● Input:
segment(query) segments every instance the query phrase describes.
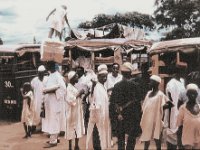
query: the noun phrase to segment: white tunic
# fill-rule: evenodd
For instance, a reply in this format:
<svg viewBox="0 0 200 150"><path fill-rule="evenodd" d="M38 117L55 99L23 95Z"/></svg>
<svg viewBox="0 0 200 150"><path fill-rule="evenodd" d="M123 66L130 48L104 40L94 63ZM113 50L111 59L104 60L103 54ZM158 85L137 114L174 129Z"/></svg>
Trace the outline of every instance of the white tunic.
<svg viewBox="0 0 200 150"><path fill-rule="evenodd" d="M56 8L56 11L50 16L50 28L53 28L61 33L64 29L65 15L67 14L66 10L59 6Z"/></svg>
<svg viewBox="0 0 200 150"><path fill-rule="evenodd" d="M88 130L87 130L87 139L86 139L86 149L91 149L89 145L91 145L91 138L94 125L96 124L99 136L100 136L100 144L102 149L110 148L111 144L111 126L110 126L110 118L109 118L109 99L107 94L107 89L101 83L97 83L94 88L93 93L93 102L91 103L91 107L95 104L97 108L99 108L100 113L99 116L96 117L99 120L97 122L93 122L91 117L89 118ZM91 108L90 108L90 116L91 116Z"/></svg>
<svg viewBox="0 0 200 150"><path fill-rule="evenodd" d="M168 96L168 92L171 93L171 97L173 100L174 107L171 108L171 115L170 115L170 128L167 128L167 141L172 144L177 144L177 136L176 132L178 130L178 126L176 124L177 116L178 116L178 99L179 95L182 91L185 91L184 80L181 81L172 78L166 86L166 94ZM169 96L168 96L169 98ZM165 127L169 127L169 109L165 111L164 117Z"/></svg>
<svg viewBox="0 0 200 150"><path fill-rule="evenodd" d="M67 127L65 133L67 140L81 138L85 134L82 100L81 98L76 98L77 95L78 89L69 83L65 99L67 115Z"/></svg>
<svg viewBox="0 0 200 150"><path fill-rule="evenodd" d="M47 76L44 76L43 81L41 81L38 77L33 78L31 81L31 87L33 89L33 96L34 96L34 118L33 124L39 125L41 123L41 107L43 102L43 89L44 85L47 82ZM43 121L42 121L43 122Z"/></svg>
<svg viewBox="0 0 200 150"><path fill-rule="evenodd" d="M167 97L161 91L158 91L153 97L149 97L150 93L151 91L147 93L142 105L143 114L140 122L142 128L141 141L160 139L163 128L163 106L167 101Z"/></svg>
<svg viewBox="0 0 200 150"><path fill-rule="evenodd" d="M30 99L30 107L28 105L28 98L23 99L23 107L22 107L22 115L21 115L21 122L25 122L26 125L32 126L33 125L33 115L34 115L34 101L33 101L33 92L29 91L25 94Z"/></svg>
<svg viewBox="0 0 200 150"><path fill-rule="evenodd" d="M55 93L45 94L45 119L47 119L48 126L47 129L42 129L42 131L49 134L58 134L60 132L62 100L66 89L64 80L57 71L49 75L45 88L54 86L59 86Z"/></svg>
<svg viewBox="0 0 200 150"><path fill-rule="evenodd" d="M122 80L121 74L118 74L117 77L114 77L112 73L109 73L107 76L107 81L105 83L105 86L107 89L113 88L114 85L121 80Z"/></svg>

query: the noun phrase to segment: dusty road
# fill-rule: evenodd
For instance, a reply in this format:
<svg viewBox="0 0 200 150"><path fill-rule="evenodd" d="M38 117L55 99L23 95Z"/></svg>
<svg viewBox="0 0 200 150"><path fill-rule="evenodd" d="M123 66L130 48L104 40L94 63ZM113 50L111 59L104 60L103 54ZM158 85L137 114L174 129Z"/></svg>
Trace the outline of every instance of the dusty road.
<svg viewBox="0 0 200 150"><path fill-rule="evenodd" d="M33 134L32 138L23 139L24 130L21 123L1 124L0 125L0 150L48 150L43 148L48 138L45 134ZM57 147L49 148L51 150L67 150L68 142L64 137L60 138L61 143ZM81 150L85 150L85 137L83 137L79 146ZM142 149L143 144L137 142L136 149ZM163 147L165 148L165 147ZM112 149L117 149L114 146ZM150 149L155 149L154 142L151 143Z"/></svg>

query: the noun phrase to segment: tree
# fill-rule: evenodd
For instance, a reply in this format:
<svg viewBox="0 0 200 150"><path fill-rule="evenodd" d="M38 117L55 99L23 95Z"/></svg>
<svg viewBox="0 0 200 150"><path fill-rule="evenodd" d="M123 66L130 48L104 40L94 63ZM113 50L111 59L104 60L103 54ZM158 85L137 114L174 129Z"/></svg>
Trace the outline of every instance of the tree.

● Work to be completed: Print every one of the entries above again word for word, leaving out the pictures.

● Response to the task:
segment(query) segments every instance the query phrase describes.
query: the noun phrase to segment: white tunic
# fill-rule: evenodd
For instance, a reply in this format:
<svg viewBox="0 0 200 150"><path fill-rule="evenodd" d="M38 117L55 99L23 95Z"/></svg>
<svg viewBox="0 0 200 150"><path fill-rule="evenodd" d="M123 66L130 48L104 40L94 63ZM113 50L111 59L104 60L103 54ZM158 85L137 114L174 129Z"/></svg>
Trace the outline of every instance of the white tunic.
<svg viewBox="0 0 200 150"><path fill-rule="evenodd" d="M56 8L56 11L50 16L50 28L53 28L61 33L64 29L65 15L67 14L66 10L59 6Z"/></svg>
<svg viewBox="0 0 200 150"><path fill-rule="evenodd" d="M88 130L87 130L87 139L86 139L86 149L91 149L89 145L91 145L91 138L94 125L96 124L99 136L100 136L100 144L102 149L110 148L111 144L111 126L110 126L110 118L109 118L109 99L107 94L107 89L101 83L97 83L94 88L93 93L93 102L91 103L91 107L95 104L97 108L99 108L100 113L99 116L96 117L99 120L97 122L93 122L91 117L89 118ZM91 108L90 108L90 116L91 116Z"/></svg>
<svg viewBox="0 0 200 150"><path fill-rule="evenodd" d="M168 96L168 92L171 93L171 97L173 100L174 107L171 108L171 115L170 115L170 128L167 128L167 141L172 144L177 144L177 136L176 132L178 130L178 126L176 124L177 116L178 116L178 99L179 95L182 91L185 91L184 80L181 81L172 78L166 86L166 94ZM169 96L168 96L169 98ZM165 127L169 127L169 109L165 111L164 117Z"/></svg>
<svg viewBox="0 0 200 150"><path fill-rule="evenodd" d="M67 127L65 133L67 140L81 138L85 134L82 100L81 98L76 98L77 95L78 89L69 83L65 99L67 115Z"/></svg>
<svg viewBox="0 0 200 150"><path fill-rule="evenodd" d="M47 76L44 76L43 81L41 81L38 77L33 78L31 81L31 87L33 89L33 96L34 96L34 118L33 124L39 125L41 123L41 107L43 102L43 89L44 85L47 82ZM43 121L42 121L43 122Z"/></svg>
<svg viewBox="0 0 200 150"><path fill-rule="evenodd" d="M167 97L161 91L158 91L153 97L149 97L150 93L151 91L147 93L142 105L143 114L140 122L142 128L141 141L160 139L163 128L163 106L167 101Z"/></svg>
<svg viewBox="0 0 200 150"><path fill-rule="evenodd" d="M30 99L30 107L28 105L28 98L23 99L23 107L22 107L22 115L21 115L21 122L25 122L26 125L32 126L33 125L33 115L34 115L34 101L33 101L33 92L29 91L25 94Z"/></svg>
<svg viewBox="0 0 200 150"><path fill-rule="evenodd" d="M55 93L45 94L45 119L47 119L48 126L47 129L42 129L42 131L49 134L58 134L60 132L62 100L66 89L64 80L57 71L49 75L45 88L54 86L59 86Z"/></svg>
<svg viewBox="0 0 200 150"><path fill-rule="evenodd" d="M122 80L121 74L118 74L117 77L114 77L112 73L109 73L107 76L107 81L105 83L105 86L107 89L113 88L114 85L121 80Z"/></svg>

query: the noun phrase to segment: dusty road
# fill-rule: evenodd
For instance, a reply in this format:
<svg viewBox="0 0 200 150"><path fill-rule="evenodd" d="M38 117L55 99L23 95Z"/></svg>
<svg viewBox="0 0 200 150"><path fill-rule="evenodd" d="M123 66L130 48L104 40L94 63ZM113 50L111 59L104 60L103 54ZM158 85L137 114L174 129Z"/></svg>
Trace the outline of every instance of the dusty road.
<svg viewBox="0 0 200 150"><path fill-rule="evenodd" d="M33 134L32 138L23 139L24 130L21 123L1 124L0 125L0 150L48 150L43 148L48 138L45 134ZM57 147L49 148L51 150L67 150L68 142L64 137L60 138L61 143ZM81 150L85 150L85 137L83 137L79 146ZM142 149L143 144L137 142L136 149ZM163 147L165 148L165 147ZM112 149L117 149L114 146ZM150 149L155 149L154 142L151 143Z"/></svg>

query: the noun phrase to segment: tree
# fill-rule: evenodd
For instance, a reply in this format:
<svg viewBox="0 0 200 150"><path fill-rule="evenodd" d="M38 117L55 99L23 95Z"/></svg>
<svg viewBox="0 0 200 150"><path fill-rule="evenodd" d="M123 66L130 48L104 40L94 63ZM113 50L111 59L104 60L103 54ZM158 85L137 114L174 129Z"/></svg>
Trace the outline of every instance of the tree.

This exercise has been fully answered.